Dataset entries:
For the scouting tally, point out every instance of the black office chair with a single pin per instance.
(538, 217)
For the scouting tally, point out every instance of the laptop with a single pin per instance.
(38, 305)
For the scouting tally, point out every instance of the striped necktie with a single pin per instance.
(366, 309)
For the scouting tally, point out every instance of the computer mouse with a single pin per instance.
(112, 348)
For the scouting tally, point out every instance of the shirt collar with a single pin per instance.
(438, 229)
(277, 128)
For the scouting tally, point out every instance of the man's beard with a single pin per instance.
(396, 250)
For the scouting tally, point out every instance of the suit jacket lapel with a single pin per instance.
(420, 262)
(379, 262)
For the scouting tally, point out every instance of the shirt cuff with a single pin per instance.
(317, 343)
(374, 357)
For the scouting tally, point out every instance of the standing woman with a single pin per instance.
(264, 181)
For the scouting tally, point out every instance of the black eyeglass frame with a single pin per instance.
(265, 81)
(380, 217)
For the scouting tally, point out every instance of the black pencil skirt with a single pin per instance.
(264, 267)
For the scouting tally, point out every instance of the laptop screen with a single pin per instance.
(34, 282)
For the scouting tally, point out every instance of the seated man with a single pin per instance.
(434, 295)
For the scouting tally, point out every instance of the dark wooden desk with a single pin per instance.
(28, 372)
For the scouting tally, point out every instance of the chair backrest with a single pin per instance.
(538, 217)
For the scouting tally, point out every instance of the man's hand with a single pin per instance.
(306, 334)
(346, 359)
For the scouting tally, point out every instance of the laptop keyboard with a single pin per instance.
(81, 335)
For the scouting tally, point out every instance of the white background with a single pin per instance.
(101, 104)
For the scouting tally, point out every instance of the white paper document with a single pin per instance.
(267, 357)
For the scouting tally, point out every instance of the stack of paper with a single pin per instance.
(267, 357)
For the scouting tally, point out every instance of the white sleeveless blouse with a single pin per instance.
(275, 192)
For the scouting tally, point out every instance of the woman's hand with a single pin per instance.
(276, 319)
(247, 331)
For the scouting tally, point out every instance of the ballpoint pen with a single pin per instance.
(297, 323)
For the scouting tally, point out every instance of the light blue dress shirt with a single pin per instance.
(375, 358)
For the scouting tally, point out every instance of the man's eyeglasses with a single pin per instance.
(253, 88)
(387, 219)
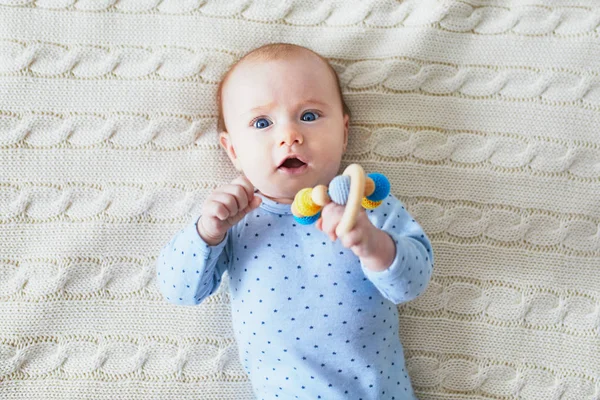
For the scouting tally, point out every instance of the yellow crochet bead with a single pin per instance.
(304, 203)
(369, 204)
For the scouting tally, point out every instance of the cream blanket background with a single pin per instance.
(484, 114)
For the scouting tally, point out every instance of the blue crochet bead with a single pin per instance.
(382, 186)
(339, 189)
(308, 220)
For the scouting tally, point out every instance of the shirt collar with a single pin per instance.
(273, 206)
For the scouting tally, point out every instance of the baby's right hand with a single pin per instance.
(225, 207)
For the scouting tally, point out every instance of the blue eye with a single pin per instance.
(258, 124)
(314, 116)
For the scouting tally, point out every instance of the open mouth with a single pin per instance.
(292, 163)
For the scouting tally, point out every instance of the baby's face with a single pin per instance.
(281, 107)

### WORK INSTRUCTIONS
Give a verbatim transcription of the entries, leaving out the pictures.

### SOLUTION TO THIS EXERCISE
For the scouting tally, point out every instance of the black office chair with a single pin per instance.
(538, 217)
For the scouting tally, point out every instance of the laptop with a single pin per instance.
(38, 305)
For the scouting tally, point out every instance of the striped necktie with a single pin per instance.
(366, 309)
For the scouting tally, point out every instance of the computer mouse with a single pin per instance.
(112, 348)
For the scouting tally, point out every instance of the shirt collar with a single pin per instance.
(438, 229)
(277, 128)
For the scouting tally, point out every instance of the man's beard with a single pin per instance.
(396, 250)
For the scouting tally, point out every instance of the suit jacket lapel with a single pin per instance.
(420, 262)
(379, 262)
For the scouting tally, point out every instance of the shirt cuff with a single pin per instance.
(317, 343)
(374, 357)
For the scouting tally, point out every instance of the standing woman with a single pin per instance.
(264, 181)
For the scouting tally, point out every instance of the black eyeglass frame with a single pin per instance.
(265, 81)
(380, 217)
For the scouting tally, point out every instance of the black pencil skirt with a single pin per instance.
(264, 267)
For the scouting tally, point out every instance of the laptop screen with a single pin per instance.
(34, 282)
For the scouting tally, point out every instance of the seated man with a single pin per instance.
(434, 295)
For the scouting tally, point out every instance of the dark wooden desk with a single pin per instance.
(28, 372)
For the scouting tally, point out every instance of the chair backrest with a single pin per instance.
(538, 217)
For the scouting tally, point out every instance of the man's hand with a single pin per instance.
(306, 334)
(346, 359)
For the scouting tally, point out every instance of the laptop keyboard with a single pin per instance.
(81, 335)
For the scouting tally, point out every instance of the white background with a single pin per instance.
(101, 104)
For the scouting tally, point out every instance of the white paper document with a single pin per instance.
(267, 357)
For the scouting tally, point out every instance of the stack of paper with a single pin per instance.
(267, 357)
For the scouting tally, point out every instance of the white sleeveless blouse with a single pin per instance.
(275, 192)
For the scouting tally, point out every instance of the woman's hand with a single pin per instance.
(276, 319)
(247, 331)
For the scouting tally, point out every instance of the ballpoint pen with a single pin per instance.
(297, 323)
For the scouting tally, point out every instance of the light blue dress shirt with a single pin per instance.
(375, 358)
For the scouting tally, point out every instance of the man's eyeglasses with a single pin per instance.
(253, 88)
(387, 219)
For the scouting tally, point out every instance of the yellow crochet bead with a single pin per instance.
(304, 203)
(369, 204)
For the scouting tally, point out every instance of the cream blanket background with a single pin per instance.
(484, 114)
For the scouting tally, point out every instance of the blue crochet bead with a single pin per instance.
(382, 186)
(339, 189)
(308, 220)
For the scouting tally, point out every instance of the shirt collar with a single pin per instance.
(273, 206)
For the scouting tally, point out every instance of the baby's right hand with a single pin per instance.
(225, 207)
For the scouting tally, point out every instance of the blue eye with a single pin per instance.
(258, 124)
(314, 116)
For the scouting tally, point out every instance of the open mouth with a single pin per instance.
(292, 163)
For the scouting tally, point out every instance of the baby's face with a single pin per instance.
(281, 107)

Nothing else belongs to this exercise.